> [Written task]
Retype the data below line for line, with no changes at all.

> [Listing]
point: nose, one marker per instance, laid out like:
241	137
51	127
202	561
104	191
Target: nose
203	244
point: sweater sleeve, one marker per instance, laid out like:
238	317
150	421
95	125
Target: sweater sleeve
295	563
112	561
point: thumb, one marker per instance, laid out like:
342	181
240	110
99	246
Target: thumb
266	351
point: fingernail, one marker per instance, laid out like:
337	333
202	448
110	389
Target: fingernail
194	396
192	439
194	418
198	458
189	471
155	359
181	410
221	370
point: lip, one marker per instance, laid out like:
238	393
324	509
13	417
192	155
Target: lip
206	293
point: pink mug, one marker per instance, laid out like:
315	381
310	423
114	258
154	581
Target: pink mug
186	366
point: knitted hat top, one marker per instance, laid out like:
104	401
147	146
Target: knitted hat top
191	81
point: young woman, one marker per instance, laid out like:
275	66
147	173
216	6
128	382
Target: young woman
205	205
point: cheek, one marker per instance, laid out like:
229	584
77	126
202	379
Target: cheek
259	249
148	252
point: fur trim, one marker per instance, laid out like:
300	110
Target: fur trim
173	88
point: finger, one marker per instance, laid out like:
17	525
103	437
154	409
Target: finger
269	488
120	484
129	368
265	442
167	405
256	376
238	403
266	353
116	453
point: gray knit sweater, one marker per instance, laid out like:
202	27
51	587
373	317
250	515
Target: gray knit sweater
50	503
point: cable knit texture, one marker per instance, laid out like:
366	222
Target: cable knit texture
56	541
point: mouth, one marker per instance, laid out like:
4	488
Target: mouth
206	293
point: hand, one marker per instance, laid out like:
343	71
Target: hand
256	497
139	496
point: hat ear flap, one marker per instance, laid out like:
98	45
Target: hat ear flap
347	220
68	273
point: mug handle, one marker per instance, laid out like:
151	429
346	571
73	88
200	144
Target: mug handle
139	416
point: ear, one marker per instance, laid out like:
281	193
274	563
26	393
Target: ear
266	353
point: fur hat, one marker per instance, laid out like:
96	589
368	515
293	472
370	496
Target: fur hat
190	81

> [Solved problem]
point: nose, one marker per instance, laid out like:
241	137
51	127
202	561
104	191
Target: nose
203	244
point: sweater sleeve, one marker per instance, laid out like:
238	317
150	421
95	125
Target: sweater sleeve
295	563
112	561
point: thumb, one marker per instance, laid out like:
342	181
240	110
99	246
Target: thumb
266	351
point: fingernail, one marker per instance, laid out like:
337	333
202	448
110	389
Target: fingernail
194	396
192	439
194	418
198	458
189	471
155	359
181	410
221	370
point: lip, one marker per instance, laid out like:
238	393
324	509
13	417
192	155
Target: lip
206	293
point: pink mug, one marker per instance, laid out like:
315	381
310	423
114	258
154	581
Target: pink mug
186	366
point: knitted hat top, one marker per instance, laid out like:
104	401
147	146
Target: knitted hat top
191	81
point: young woman, one marker per instance, laid out like:
275	66
147	173
216	6
128	382
Target: young woman
205	205
point: cheek, one marker per instance, laid out like:
229	584
77	126
202	379
Target: cheek
259	249
148	252
point: fur trim, one marker per instance, laid out like:
300	110
Target: fur trim
173	88
point: finger, one marker per instance, laid out like:
17	525
103	437
154	409
Target: finger
269	488
120	484
129	368
265	442
167	405
256	376
238	403
266	353
116	453
point: gray knit sweater, one marker per instance, laid out like:
202	27
51	587
373	317
250	515
Target: gray knit sweater
50	503
point: cable knit texture, one marker per instance, laid out like:
366	222
Target: cable knit texture
56	541
point: mouth, one marker per instance, laid out like:
4	488
Target: mouth
206	293
point: hand, one marker per instance, laid out like:
343	71
Target: hand
256	497
139	496
point: hat ear flap, one marker per instance, laid out like:
98	45
Target: hat ear flap
347	220
68	273
point: mug handle, one marker per instance, laid out like:
151	429
346	571
73	88
200	144
Target: mug handle
139	416
point: ear, one marker per instance, laid out like:
281	193
274	563
26	393
Target: ear
266	353
point: fur hat, one marker per instance, laid out like:
96	589
368	515
293	472
370	496
Target: fur hat
190	81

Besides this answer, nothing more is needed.